* [REQUIREMENT]: Could you repeat the package metadata from "Metadata-Version: 1.1" to "additional exclusive features."?

* [PAGE TEXT]:
Metadata-Version: 1.1
Name: ShallowLearn
Version: 0.0.5
Summary: A collection of supervised learning models based on shallow neural network approaches (e.g., word2vec and fastText) with some additional exclusive features
Home-page: https://github.com/giacbrd/ShallowLearn
Author: Giacomo Berardi
Author-email: barnets@gmail.com
License: UNKNOWN
Description: ShallowLearn
        ============
        A collection of supervised learning models based on shallow neural network approaches (e.g., word2vec and fastText)
        with some additional exclusive features.
        Written in Python and fully compatible with `scikit-learn <http://scikit-learn.org>`_.

[Entries of labeled points]

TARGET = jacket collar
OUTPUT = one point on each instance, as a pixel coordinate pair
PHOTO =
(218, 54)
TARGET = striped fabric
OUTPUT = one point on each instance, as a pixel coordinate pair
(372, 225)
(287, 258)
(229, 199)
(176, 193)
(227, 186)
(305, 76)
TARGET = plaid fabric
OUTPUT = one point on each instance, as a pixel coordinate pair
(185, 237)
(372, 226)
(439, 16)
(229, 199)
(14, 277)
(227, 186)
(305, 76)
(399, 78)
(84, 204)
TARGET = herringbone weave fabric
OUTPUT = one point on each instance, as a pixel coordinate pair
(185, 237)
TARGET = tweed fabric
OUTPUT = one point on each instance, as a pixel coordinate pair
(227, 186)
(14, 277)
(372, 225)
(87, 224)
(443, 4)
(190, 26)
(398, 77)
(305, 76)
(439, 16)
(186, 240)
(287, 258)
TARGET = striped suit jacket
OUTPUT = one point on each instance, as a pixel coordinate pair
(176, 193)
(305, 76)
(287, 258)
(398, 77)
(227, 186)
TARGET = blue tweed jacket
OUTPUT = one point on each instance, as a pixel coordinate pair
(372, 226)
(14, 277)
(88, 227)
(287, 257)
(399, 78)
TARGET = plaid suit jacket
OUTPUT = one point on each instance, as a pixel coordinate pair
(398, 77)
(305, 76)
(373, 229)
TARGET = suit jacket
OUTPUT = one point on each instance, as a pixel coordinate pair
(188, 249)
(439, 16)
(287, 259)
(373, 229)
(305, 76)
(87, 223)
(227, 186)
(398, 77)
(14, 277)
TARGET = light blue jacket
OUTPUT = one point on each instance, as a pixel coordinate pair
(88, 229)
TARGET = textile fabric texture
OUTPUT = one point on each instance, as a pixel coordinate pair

* [EXERCISE SOLUTION]:
Metadata-Version: 1.1
Name: ShallowLearn
Version: 0.0.5
Summary: A collection of supervised learning models based on shallow neural network approaches (e.g., word2vec and fastText) with some additional exclusive features
Home-page: https://github.com/giacbrd/ShallowLearn
Author: Giacomo Berardi
Author-email: barnets@gmail.com
License: UNKNOWN
Description: ShallowLearn
        ============
        A collection of supervised learning models based on shallow neural network approaches (e.g., word2vec and fastText)
        with some additional exclusive features.